[start Input records]
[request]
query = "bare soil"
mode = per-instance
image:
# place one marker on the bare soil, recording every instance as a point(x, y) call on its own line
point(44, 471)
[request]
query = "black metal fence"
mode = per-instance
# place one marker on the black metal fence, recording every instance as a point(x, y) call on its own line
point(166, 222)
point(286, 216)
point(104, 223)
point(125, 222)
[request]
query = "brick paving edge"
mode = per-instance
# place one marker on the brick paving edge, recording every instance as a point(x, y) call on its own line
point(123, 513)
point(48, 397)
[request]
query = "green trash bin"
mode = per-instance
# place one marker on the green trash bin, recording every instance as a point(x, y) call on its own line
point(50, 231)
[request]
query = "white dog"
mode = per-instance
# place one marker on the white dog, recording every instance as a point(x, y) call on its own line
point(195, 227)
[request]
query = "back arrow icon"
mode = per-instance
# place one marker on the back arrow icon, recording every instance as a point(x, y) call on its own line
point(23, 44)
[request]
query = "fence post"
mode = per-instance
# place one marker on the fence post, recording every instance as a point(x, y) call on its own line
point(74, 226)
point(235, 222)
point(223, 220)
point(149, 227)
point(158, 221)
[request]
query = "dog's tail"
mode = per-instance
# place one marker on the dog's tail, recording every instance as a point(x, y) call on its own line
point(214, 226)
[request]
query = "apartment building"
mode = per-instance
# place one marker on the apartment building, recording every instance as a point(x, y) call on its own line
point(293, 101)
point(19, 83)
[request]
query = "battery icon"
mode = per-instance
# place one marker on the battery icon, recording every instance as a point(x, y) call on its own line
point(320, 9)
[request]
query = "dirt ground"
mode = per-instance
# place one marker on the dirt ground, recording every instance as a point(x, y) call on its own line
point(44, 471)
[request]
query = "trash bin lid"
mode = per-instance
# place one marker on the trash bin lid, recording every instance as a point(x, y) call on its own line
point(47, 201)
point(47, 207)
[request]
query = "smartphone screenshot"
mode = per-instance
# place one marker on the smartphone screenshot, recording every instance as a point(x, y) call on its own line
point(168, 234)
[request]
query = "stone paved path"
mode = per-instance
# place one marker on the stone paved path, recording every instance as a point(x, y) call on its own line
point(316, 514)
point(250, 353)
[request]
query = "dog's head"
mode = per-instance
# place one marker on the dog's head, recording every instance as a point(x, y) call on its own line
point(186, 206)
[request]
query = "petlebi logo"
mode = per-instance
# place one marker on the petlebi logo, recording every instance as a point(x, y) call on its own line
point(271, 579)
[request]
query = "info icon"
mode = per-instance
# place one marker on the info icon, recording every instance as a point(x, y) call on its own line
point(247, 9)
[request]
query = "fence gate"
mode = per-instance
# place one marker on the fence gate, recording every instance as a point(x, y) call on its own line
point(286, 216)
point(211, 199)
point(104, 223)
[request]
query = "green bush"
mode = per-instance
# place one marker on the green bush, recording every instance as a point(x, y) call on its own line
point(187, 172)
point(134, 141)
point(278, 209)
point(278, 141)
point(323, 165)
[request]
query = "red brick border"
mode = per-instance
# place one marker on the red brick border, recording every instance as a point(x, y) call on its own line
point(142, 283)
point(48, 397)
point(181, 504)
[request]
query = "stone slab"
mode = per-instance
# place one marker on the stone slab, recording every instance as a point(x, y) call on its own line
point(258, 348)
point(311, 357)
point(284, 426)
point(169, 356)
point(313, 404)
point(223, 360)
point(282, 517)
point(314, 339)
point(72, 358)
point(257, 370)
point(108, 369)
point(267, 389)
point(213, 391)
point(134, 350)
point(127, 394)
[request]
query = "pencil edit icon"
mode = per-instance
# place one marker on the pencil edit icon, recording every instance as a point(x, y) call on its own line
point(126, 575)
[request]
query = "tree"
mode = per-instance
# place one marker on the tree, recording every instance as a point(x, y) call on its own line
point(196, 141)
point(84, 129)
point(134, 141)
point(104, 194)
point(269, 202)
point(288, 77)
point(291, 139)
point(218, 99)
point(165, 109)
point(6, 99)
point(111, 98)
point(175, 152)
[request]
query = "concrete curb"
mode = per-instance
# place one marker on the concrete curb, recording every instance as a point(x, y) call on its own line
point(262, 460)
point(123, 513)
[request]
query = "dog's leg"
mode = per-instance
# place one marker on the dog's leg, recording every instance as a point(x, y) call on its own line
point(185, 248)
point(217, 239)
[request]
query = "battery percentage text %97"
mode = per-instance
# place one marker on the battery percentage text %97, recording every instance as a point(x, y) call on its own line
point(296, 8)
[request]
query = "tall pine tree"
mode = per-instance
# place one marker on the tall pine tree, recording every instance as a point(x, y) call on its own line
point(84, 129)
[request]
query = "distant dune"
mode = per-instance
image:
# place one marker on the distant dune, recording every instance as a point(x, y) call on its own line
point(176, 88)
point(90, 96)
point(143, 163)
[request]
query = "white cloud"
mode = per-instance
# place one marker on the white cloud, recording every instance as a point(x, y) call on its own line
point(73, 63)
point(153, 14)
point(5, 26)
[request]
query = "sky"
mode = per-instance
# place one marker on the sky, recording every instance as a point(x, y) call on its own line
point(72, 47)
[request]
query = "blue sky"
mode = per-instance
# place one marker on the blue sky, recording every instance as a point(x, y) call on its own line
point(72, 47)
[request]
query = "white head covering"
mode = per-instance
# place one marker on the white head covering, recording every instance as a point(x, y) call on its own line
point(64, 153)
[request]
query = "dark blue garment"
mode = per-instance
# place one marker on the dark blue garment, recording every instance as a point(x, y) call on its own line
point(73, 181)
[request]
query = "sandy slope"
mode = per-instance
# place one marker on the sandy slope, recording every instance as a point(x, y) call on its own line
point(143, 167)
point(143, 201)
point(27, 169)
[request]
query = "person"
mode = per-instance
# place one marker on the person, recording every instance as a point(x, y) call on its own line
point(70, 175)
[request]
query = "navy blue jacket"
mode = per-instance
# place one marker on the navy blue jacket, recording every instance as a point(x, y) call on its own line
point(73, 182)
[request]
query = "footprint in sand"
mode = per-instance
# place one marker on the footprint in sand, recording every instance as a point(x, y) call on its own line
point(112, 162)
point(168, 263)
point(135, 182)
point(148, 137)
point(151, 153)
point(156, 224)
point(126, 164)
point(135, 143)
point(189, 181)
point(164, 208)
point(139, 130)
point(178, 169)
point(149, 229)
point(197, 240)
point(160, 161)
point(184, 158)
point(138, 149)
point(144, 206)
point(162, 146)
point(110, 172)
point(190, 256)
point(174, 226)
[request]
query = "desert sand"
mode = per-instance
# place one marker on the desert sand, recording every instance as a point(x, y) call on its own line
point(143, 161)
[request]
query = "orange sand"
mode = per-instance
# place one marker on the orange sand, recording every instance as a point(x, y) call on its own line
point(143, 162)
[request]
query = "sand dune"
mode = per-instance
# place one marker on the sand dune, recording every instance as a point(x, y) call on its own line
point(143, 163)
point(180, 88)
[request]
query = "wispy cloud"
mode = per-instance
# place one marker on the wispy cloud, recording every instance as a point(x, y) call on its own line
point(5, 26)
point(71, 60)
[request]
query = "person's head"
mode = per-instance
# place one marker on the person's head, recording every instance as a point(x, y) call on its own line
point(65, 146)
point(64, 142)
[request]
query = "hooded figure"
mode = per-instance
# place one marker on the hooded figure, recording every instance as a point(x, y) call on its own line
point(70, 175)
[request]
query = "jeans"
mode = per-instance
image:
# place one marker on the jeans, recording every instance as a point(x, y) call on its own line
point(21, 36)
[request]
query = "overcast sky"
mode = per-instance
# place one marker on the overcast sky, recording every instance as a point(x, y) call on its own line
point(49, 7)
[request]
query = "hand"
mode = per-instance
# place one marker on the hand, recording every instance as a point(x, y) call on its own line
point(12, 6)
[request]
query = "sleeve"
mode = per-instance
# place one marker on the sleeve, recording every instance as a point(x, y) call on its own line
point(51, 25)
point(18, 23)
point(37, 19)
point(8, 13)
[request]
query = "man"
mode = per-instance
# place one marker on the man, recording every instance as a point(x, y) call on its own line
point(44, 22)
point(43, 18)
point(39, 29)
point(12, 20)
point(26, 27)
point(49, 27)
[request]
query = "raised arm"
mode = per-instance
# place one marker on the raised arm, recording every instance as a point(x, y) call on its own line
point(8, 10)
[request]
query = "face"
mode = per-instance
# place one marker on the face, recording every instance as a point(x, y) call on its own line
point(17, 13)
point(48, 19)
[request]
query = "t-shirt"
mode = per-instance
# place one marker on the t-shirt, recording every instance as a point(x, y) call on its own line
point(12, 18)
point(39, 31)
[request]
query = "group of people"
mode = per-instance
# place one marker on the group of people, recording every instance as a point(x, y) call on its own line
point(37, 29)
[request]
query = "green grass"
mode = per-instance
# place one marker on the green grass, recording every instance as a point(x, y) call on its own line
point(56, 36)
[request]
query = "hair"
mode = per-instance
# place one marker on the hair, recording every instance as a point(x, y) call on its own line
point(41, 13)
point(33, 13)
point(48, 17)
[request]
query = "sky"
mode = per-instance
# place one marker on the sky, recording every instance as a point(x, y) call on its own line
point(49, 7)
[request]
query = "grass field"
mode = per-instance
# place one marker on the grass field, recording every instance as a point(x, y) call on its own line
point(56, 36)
[end Input records]
Reproduce the items, starting at the first line and ending at the line that contains "point(195, 227)", both included. Increase every x and y coordinate in the answer points by 79 and copy all other lines unchanged.

In response:
[request]
query = "bare soil"
mode = per-instance
image:
# place one marker on the bare soil, recording every instance as a point(x, y) call on its own line
point(123, 550)
[request]
query = "black metal fence"
mode = per-instance
# place one marker on the black metal fence, recording every instance as a point(x, y) call on its own line
point(245, 301)
point(365, 295)
point(183, 302)
point(204, 301)
[request]
query = "brick paving edge"
mode = per-instance
# place one marker on the brick paving edge, recording every instance as a point(x, y) call on its own line
point(202, 592)
point(127, 476)
[request]
query = "green trash bin"
mode = per-instance
# place one marker on the green trash bin, recording every instance as a point(x, y) call on its own line
point(129, 310)
[request]
query = "white dog"
mode = per-instance
# place one marker on the white dog, recording every instance as a point(x, y) call on its own line
point(274, 306)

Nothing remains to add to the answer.